(Data in this exercise begins)
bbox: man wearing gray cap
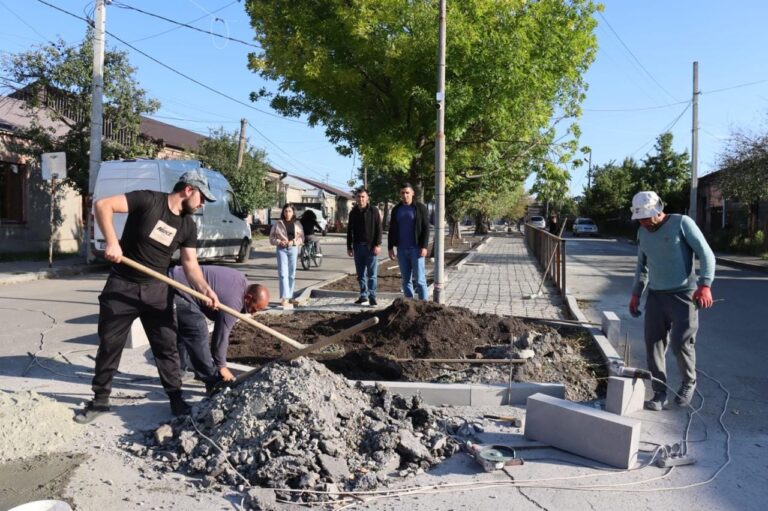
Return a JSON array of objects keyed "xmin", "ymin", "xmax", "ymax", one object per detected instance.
(Data in this exercise ends)
(Data in this exercise begins)
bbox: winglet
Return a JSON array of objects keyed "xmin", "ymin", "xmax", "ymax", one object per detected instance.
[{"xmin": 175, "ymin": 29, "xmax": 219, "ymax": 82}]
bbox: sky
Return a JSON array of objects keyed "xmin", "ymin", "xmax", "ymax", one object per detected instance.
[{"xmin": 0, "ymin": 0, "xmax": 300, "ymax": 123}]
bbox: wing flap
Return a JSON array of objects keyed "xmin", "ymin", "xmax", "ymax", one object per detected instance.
(Data in this exercise ends)
### Your instructions
Find the string "bbox" in the records, then copy each line where it occurs.

### Reply
bbox: man wearing gray cap
bbox: winglet
bbox: sky
bbox: wing flap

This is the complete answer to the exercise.